#### What is being asked:
Give back each line of the data exactly as it reads, minus the pictures.

___ Records for the task

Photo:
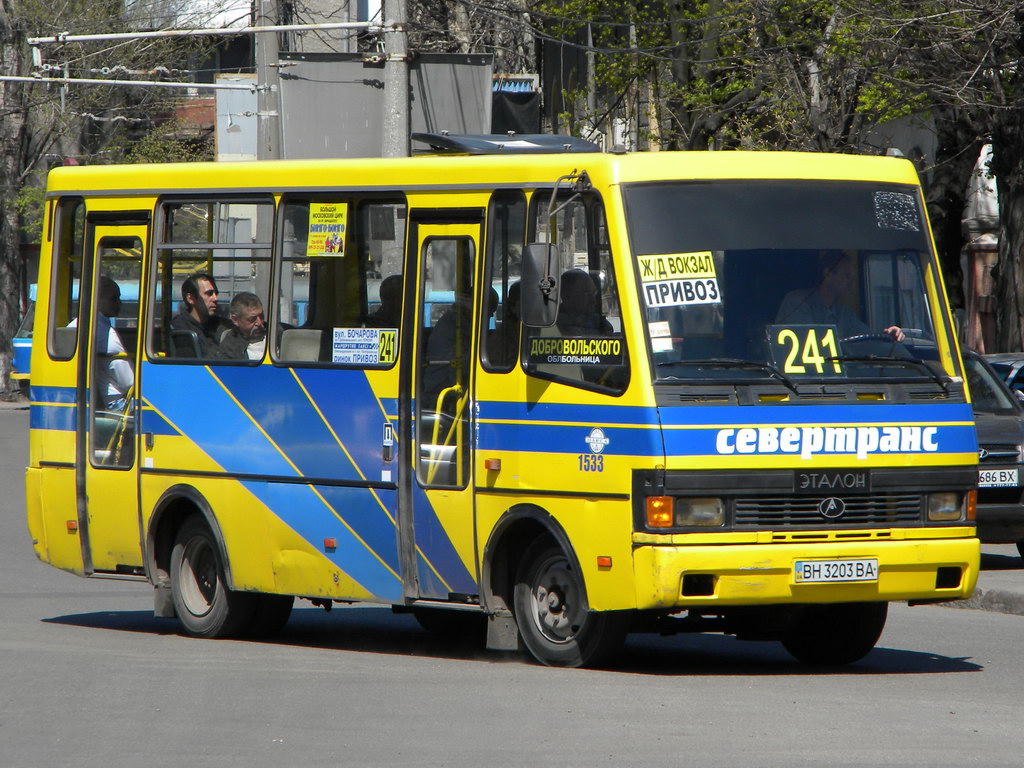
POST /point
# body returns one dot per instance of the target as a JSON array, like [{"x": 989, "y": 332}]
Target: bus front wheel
[
  {"x": 839, "y": 634},
  {"x": 205, "y": 605},
  {"x": 550, "y": 610}
]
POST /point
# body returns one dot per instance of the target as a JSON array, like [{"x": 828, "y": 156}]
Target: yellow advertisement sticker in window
[
  {"x": 679, "y": 279},
  {"x": 327, "y": 228}
]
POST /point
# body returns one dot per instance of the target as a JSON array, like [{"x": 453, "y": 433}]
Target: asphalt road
[{"x": 89, "y": 678}]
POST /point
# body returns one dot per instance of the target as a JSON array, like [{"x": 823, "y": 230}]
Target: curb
[{"x": 996, "y": 601}]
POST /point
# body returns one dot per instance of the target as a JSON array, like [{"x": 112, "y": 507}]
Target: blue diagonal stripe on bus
[
  {"x": 340, "y": 407},
  {"x": 52, "y": 417},
  {"x": 349, "y": 406},
  {"x": 273, "y": 398},
  {"x": 304, "y": 512},
  {"x": 194, "y": 401}
]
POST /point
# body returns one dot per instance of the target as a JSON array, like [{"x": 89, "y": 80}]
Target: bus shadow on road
[
  {"x": 721, "y": 655},
  {"x": 377, "y": 630}
]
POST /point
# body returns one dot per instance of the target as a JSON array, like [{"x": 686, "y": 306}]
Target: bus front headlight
[
  {"x": 704, "y": 512},
  {"x": 945, "y": 507}
]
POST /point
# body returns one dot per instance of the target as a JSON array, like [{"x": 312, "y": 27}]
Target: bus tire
[
  {"x": 549, "y": 602},
  {"x": 836, "y": 635},
  {"x": 205, "y": 605},
  {"x": 270, "y": 613}
]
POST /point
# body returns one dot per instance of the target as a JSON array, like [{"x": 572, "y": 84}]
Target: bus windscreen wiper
[
  {"x": 904, "y": 361},
  {"x": 740, "y": 364}
]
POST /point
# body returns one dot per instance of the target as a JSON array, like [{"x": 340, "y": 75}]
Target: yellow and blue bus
[{"x": 521, "y": 388}]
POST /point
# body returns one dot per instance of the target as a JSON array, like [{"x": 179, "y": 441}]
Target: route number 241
[{"x": 807, "y": 349}]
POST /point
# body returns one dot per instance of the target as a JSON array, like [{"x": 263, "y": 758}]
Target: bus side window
[
  {"x": 66, "y": 276},
  {"x": 209, "y": 245},
  {"x": 506, "y": 240},
  {"x": 586, "y": 347},
  {"x": 340, "y": 285}
]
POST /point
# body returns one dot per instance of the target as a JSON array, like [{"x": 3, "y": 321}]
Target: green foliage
[
  {"x": 30, "y": 205},
  {"x": 173, "y": 141}
]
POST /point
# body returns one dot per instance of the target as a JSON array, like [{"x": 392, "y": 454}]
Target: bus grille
[{"x": 802, "y": 511}]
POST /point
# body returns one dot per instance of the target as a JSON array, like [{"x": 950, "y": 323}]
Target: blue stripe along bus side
[{"x": 302, "y": 446}]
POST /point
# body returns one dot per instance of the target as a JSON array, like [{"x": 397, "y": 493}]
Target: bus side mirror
[{"x": 540, "y": 287}]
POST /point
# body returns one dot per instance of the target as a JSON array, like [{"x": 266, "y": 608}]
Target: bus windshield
[{"x": 797, "y": 281}]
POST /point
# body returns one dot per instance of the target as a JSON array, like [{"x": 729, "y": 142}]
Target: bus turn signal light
[{"x": 658, "y": 511}]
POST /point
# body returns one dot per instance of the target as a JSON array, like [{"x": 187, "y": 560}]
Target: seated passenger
[
  {"x": 503, "y": 342},
  {"x": 247, "y": 339},
  {"x": 822, "y": 303},
  {"x": 114, "y": 373},
  {"x": 198, "y": 313},
  {"x": 388, "y": 314}
]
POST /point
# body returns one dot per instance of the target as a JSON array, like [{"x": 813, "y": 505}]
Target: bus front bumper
[{"x": 679, "y": 577}]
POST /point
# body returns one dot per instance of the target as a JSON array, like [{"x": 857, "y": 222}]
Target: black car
[
  {"x": 1010, "y": 368},
  {"x": 999, "y": 419}
]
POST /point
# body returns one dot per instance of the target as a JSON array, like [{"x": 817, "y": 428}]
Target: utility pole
[
  {"x": 395, "y": 116},
  {"x": 268, "y": 91}
]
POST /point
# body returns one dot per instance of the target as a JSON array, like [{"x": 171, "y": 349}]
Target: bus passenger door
[
  {"x": 105, "y": 459},
  {"x": 436, "y": 491}
]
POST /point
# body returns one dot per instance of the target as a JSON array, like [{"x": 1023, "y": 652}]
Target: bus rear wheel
[
  {"x": 205, "y": 605},
  {"x": 550, "y": 609},
  {"x": 835, "y": 635}
]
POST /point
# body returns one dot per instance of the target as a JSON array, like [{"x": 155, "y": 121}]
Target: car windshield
[
  {"x": 795, "y": 281},
  {"x": 988, "y": 393}
]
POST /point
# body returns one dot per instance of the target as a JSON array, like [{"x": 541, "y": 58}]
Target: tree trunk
[
  {"x": 958, "y": 146},
  {"x": 12, "y": 145}
]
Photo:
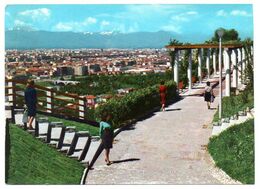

______

#### Solution to the exercise:
Photo:
POST /point
# body returns one dot per instance of the target as a JSON array, like [{"x": 989, "y": 332}]
Target: bus front wheel
[
  {"x": 839, "y": 634},
  {"x": 205, "y": 605},
  {"x": 550, "y": 610}
]
POST /point
# body returns one dot per instance of the target as a JSON array, like [{"x": 828, "y": 156}]
Target: yellow advertisement sticker in window
[
  {"x": 679, "y": 279},
  {"x": 327, "y": 228}
]
POST /point
# body returns one dot per instance of the target as a JSON array, like [{"x": 453, "y": 433}]
Target: asphalt road
[{"x": 89, "y": 678}]
POST /point
# body returns one dot per instance of the target as a JSON array, like [{"x": 823, "y": 230}]
Target: curb
[{"x": 996, "y": 601}]
POST /point
# body returns one dot per instance of the target as a JSON array, like [{"x": 112, "y": 507}]
Target: blue diagonal stripe on bus
[
  {"x": 340, "y": 407},
  {"x": 52, "y": 417},
  {"x": 349, "y": 406},
  {"x": 273, "y": 398},
  {"x": 304, "y": 512},
  {"x": 194, "y": 401}
]
POST /point
# body returns one dot per instance of the target as a JSON array, like [{"x": 89, "y": 80}]
Target: bus shadow on road
[
  {"x": 721, "y": 655},
  {"x": 377, "y": 630}
]
POST /point
# body returns one dot per instance of the target as a JSON array, like [{"x": 686, "y": 306}]
Target: bus front headlight
[
  {"x": 704, "y": 512},
  {"x": 945, "y": 507}
]
POST /point
# body returns one dot per instance of the target as a JSON array, like [{"x": 312, "y": 27}]
Target: bus tire
[
  {"x": 549, "y": 602},
  {"x": 836, "y": 635},
  {"x": 205, "y": 605},
  {"x": 270, "y": 613}
]
POST /point
# body returns one dot per instance of the target as a JSON array, like [{"x": 572, "y": 84}]
Target: bus windscreen wiper
[
  {"x": 904, "y": 361},
  {"x": 740, "y": 364}
]
POST /point
# body returns one dot per instance of the target as a JSON array, like [{"x": 340, "y": 75}]
Target: yellow and blue bus
[{"x": 521, "y": 388}]
POST /point
# body returns one dot per instance of the target as a JSON array, like [{"x": 179, "y": 441}]
Target: route number 241
[{"x": 807, "y": 349}]
POST /point
# body returns one dot per instance of the target as a JSON array, like [{"x": 263, "y": 758}]
Target: bus side window
[
  {"x": 66, "y": 276},
  {"x": 209, "y": 245},
  {"x": 506, "y": 240},
  {"x": 586, "y": 347},
  {"x": 340, "y": 285}
]
POST /point
# body returns one dot per instance of the target as a JSON array, like [{"x": 3, "y": 321}]
Target: green foliage
[
  {"x": 30, "y": 205},
  {"x": 173, "y": 141}
]
POST /point
# body returns one dot per instance of the target as a JSON array, like [{"x": 392, "y": 454}]
Target: bus grille
[{"x": 802, "y": 511}]
POST /point
# body returns one dot per instance of the target as a JSON array, like [{"x": 950, "y": 323}]
Target: blue stripe along bus side
[{"x": 302, "y": 446}]
POST /point
# body returns one dot per instance of the target as a JSON array, like [{"x": 397, "y": 493}]
Target: bus side mirror
[{"x": 540, "y": 287}]
POST /point
# body returns one dot per instance of the target as a JSON array, like [{"x": 266, "y": 608}]
Target: bus windshield
[{"x": 797, "y": 281}]
POST /point
# body returns one dot per instance of the target as a JSON array, like [{"x": 729, "y": 142}]
Target: bus turn signal light
[{"x": 658, "y": 511}]
POST /point
# body returns one dot per instance of the target as a JSON array, like [{"x": 187, "y": 560}]
Target: seated passenger
[
  {"x": 503, "y": 342},
  {"x": 247, "y": 339},
  {"x": 822, "y": 303},
  {"x": 114, "y": 373},
  {"x": 198, "y": 313},
  {"x": 388, "y": 314}
]
POST /point
# body returns one dot per instance of the target as a JSON array, like [{"x": 813, "y": 505}]
Target: bus front bumper
[{"x": 679, "y": 577}]
POST /point
# body returns one dot per instance of the target as a JSON array, like [{"x": 857, "y": 222}]
Target: black car
[
  {"x": 1010, "y": 368},
  {"x": 999, "y": 419}
]
POST /point
# body returns one dot per instance of the target as a JSON array, like [{"x": 817, "y": 428}]
Target: utility pole
[
  {"x": 395, "y": 116},
  {"x": 268, "y": 91}
]
POST /point
# body returns one dot per instance of the target as a JSON array, like [{"x": 171, "y": 349}]
Target: bus passenger door
[
  {"x": 105, "y": 459},
  {"x": 436, "y": 491}
]
POST /point
# body returns one dot per instance of the target as a JSON array, like [{"x": 1023, "y": 652}]
Target: bus rear wheel
[
  {"x": 205, "y": 605},
  {"x": 550, "y": 609},
  {"x": 835, "y": 635}
]
POST /point
# body returns one dot per instance of the target as a JSON array, like [{"x": 155, "y": 121}]
Target: car windshield
[
  {"x": 795, "y": 281},
  {"x": 988, "y": 393}
]
POST /point
# body returns one dot per instance of the target as a JSON array, like [{"x": 541, "y": 58}]
Target: tree trunk
[
  {"x": 958, "y": 146},
  {"x": 12, "y": 145}
]
Photo:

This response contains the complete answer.